[Detection annotation records]
□ □ □ □ □ □ □

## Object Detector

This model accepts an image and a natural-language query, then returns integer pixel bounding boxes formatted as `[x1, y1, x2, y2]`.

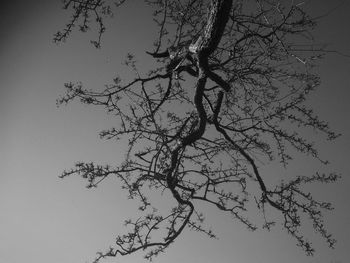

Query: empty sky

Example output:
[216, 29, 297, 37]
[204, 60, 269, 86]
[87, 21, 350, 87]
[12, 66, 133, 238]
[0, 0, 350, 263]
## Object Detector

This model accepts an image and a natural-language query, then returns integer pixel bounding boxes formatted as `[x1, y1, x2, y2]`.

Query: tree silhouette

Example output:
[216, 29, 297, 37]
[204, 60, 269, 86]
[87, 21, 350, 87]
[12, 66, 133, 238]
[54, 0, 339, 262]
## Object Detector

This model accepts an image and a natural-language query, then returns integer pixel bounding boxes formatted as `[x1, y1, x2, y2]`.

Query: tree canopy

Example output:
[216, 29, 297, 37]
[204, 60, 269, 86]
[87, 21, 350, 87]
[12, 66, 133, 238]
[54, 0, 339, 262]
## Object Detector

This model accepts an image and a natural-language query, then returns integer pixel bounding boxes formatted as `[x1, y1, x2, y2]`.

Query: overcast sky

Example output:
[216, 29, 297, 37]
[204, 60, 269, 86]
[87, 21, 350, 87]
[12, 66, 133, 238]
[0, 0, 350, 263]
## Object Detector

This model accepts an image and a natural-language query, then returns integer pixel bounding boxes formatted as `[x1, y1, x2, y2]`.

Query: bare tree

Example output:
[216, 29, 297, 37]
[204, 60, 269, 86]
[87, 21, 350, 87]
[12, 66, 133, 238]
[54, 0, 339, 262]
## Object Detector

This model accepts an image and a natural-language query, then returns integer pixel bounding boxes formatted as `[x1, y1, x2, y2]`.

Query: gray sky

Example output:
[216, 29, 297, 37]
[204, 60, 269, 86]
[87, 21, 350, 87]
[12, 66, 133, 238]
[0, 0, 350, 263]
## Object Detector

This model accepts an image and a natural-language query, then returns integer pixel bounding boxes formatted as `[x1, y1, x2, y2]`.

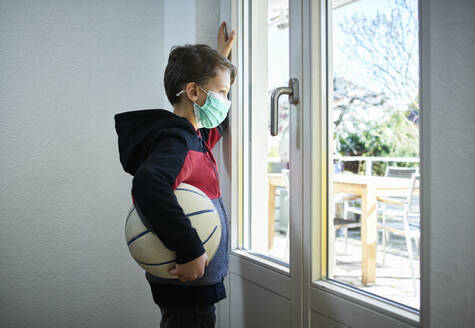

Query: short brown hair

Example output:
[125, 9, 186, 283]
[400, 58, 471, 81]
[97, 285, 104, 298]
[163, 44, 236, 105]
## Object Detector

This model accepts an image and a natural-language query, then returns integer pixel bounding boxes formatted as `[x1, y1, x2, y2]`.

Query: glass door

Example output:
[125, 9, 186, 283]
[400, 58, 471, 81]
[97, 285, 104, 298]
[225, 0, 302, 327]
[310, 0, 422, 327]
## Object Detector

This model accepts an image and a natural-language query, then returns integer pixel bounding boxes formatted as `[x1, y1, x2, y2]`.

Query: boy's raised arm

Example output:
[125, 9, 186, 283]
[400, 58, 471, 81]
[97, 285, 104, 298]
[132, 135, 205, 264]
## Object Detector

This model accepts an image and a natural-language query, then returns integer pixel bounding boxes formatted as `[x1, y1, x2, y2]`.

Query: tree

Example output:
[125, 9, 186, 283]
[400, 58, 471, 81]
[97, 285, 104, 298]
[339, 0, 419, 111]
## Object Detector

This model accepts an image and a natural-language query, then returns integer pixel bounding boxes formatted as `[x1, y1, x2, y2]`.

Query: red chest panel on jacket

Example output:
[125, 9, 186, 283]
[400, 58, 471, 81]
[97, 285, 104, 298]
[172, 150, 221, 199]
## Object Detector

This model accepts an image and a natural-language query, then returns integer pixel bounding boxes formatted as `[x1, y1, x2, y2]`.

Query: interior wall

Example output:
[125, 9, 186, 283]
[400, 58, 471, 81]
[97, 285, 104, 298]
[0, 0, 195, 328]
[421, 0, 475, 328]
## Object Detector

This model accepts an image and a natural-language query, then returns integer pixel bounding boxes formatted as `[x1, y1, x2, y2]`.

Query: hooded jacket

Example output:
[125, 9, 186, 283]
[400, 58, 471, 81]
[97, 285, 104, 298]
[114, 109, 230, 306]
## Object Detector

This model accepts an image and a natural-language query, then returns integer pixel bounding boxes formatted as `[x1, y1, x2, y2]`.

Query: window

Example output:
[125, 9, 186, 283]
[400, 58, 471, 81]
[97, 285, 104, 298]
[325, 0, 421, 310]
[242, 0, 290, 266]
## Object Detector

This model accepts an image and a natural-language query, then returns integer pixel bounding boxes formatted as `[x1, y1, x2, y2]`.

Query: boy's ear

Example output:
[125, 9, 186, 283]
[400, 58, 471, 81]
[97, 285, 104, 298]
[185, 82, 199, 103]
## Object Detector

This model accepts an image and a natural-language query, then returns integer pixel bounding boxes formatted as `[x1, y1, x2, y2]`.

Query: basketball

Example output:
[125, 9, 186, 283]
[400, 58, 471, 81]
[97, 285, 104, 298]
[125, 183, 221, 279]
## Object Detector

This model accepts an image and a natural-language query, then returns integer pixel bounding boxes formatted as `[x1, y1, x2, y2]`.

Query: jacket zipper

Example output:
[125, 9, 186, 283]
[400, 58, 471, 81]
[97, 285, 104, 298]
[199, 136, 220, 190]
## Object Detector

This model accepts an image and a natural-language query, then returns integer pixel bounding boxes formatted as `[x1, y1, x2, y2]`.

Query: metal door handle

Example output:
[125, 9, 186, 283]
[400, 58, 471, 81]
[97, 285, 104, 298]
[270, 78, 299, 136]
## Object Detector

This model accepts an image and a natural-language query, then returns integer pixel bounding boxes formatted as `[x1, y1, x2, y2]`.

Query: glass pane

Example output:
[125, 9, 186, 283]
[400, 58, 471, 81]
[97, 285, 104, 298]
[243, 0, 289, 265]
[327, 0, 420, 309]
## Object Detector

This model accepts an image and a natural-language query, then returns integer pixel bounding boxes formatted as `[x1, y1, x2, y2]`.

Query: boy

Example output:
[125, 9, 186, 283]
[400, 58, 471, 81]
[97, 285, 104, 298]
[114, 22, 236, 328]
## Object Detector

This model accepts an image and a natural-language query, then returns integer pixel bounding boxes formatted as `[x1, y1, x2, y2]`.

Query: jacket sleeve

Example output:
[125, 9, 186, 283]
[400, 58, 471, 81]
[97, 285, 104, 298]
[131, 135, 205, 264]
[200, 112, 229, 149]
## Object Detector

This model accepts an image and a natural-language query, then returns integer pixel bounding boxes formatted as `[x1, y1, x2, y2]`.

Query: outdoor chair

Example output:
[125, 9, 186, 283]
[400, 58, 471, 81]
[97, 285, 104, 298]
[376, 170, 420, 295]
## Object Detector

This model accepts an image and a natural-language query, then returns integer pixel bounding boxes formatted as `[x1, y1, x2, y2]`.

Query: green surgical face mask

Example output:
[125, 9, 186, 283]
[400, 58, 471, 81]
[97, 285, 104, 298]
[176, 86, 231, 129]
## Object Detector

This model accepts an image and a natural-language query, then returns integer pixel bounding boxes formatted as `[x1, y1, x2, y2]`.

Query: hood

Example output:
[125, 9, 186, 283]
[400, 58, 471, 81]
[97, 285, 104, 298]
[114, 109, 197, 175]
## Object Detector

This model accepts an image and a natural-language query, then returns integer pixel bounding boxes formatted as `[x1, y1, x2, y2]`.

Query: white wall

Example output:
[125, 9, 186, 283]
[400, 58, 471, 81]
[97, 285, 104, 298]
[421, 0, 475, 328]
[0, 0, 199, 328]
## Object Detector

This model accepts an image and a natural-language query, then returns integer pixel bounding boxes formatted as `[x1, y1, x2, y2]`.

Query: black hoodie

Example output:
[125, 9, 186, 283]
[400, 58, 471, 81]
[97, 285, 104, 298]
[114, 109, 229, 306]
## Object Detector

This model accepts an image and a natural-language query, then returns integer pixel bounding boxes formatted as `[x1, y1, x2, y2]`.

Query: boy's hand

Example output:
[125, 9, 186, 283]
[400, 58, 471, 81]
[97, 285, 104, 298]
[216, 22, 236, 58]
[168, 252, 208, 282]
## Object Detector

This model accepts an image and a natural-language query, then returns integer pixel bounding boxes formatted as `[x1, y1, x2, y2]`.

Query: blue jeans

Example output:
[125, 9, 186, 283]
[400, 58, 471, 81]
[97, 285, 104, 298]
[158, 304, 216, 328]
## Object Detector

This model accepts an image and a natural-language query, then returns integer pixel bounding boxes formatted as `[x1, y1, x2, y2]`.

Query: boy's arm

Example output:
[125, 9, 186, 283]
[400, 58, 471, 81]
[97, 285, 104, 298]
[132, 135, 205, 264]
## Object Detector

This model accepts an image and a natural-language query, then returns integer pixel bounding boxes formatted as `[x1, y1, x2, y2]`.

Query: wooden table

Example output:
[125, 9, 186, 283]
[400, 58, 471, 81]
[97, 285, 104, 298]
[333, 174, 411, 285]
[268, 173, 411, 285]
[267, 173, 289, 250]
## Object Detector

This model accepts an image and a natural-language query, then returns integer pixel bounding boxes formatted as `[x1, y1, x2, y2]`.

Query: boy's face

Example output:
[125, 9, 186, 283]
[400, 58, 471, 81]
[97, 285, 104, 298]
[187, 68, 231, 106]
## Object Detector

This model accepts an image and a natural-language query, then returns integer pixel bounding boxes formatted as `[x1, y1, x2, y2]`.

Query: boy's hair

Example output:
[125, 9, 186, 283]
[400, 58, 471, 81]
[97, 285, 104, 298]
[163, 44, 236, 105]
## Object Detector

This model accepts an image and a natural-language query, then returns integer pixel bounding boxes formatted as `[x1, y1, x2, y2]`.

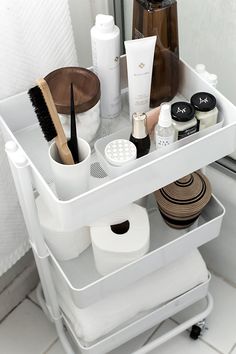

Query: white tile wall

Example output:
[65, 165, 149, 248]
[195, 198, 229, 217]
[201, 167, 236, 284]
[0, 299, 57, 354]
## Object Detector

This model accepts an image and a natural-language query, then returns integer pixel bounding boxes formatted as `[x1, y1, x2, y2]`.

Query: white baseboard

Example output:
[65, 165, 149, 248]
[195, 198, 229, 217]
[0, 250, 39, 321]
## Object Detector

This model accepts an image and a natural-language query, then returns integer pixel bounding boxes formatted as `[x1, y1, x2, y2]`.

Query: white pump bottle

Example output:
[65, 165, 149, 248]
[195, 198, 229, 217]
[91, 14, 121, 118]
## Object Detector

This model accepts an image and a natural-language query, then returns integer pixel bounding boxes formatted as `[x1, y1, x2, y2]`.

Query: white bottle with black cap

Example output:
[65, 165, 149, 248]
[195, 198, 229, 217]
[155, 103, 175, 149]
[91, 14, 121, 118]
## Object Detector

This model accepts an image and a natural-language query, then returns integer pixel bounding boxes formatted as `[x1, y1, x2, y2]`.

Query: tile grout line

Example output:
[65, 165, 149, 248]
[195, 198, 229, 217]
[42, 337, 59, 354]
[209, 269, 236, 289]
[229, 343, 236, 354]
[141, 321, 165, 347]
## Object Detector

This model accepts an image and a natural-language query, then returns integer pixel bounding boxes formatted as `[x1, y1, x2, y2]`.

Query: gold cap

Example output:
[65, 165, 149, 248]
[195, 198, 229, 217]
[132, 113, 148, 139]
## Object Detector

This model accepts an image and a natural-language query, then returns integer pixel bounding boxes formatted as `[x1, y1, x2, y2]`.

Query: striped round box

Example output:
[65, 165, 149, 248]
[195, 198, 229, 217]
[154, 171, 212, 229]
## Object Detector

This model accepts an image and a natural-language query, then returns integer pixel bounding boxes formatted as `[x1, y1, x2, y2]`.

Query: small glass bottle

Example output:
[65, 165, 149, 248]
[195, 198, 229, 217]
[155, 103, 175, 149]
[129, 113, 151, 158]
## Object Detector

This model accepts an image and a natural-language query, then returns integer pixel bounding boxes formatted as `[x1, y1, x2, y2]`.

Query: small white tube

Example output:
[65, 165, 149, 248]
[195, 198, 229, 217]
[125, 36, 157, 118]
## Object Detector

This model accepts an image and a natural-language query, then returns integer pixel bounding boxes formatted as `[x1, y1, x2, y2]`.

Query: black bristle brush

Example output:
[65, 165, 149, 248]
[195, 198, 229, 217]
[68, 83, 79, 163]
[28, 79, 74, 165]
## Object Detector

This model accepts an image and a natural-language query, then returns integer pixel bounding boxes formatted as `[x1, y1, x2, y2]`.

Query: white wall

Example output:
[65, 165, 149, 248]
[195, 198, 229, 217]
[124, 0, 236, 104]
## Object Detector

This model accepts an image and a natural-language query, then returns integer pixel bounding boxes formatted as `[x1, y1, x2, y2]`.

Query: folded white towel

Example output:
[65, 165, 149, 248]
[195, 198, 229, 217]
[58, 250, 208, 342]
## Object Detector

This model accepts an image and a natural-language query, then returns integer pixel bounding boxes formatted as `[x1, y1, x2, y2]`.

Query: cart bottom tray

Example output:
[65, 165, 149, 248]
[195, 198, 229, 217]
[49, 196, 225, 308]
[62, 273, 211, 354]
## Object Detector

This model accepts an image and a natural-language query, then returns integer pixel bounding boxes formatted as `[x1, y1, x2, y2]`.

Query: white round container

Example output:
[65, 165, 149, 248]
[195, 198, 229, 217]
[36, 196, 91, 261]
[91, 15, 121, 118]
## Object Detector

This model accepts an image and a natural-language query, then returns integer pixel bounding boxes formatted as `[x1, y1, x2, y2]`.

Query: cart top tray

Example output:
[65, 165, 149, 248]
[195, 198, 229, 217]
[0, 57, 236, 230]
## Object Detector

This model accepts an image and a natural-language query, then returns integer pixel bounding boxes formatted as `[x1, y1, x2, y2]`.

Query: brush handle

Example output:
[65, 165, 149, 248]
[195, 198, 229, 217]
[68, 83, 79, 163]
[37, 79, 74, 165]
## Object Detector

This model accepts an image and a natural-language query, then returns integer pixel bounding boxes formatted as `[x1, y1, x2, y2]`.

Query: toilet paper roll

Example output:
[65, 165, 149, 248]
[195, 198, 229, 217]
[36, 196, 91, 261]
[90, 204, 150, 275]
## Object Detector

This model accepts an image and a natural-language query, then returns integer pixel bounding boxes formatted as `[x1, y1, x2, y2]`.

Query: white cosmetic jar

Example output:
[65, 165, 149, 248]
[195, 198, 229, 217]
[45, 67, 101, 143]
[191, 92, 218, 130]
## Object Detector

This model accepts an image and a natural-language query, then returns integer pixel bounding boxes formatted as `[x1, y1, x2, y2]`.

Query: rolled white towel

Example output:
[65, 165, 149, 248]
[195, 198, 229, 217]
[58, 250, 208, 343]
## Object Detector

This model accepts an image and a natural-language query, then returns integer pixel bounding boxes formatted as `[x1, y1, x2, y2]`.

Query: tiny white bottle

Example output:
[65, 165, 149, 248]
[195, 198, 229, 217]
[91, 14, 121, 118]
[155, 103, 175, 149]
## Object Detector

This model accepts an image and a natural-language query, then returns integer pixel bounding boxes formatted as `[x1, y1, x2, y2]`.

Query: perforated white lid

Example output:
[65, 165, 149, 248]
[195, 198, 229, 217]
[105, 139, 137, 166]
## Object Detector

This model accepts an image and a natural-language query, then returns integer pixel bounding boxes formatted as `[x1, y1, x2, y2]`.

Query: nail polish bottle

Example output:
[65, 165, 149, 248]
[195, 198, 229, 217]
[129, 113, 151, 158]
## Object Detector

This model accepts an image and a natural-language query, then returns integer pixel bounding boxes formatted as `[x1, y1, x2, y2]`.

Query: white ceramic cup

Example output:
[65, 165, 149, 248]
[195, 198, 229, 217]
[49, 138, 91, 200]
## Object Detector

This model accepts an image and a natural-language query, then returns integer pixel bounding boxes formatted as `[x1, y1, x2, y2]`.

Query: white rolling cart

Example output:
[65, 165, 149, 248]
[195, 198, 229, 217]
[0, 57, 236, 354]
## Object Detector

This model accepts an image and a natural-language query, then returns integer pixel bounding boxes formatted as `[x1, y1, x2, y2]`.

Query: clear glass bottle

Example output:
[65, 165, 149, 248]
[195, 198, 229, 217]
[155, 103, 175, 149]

□ □ □ □ □ □ □

- [Requirements]
Show each line of the data above that contains the word "jacket". Copy every such line in full.

- [Solution]
Query: red chest panel on jacket
Query: hooded jacket
Query: jacket zipper
Query: jacket sleeve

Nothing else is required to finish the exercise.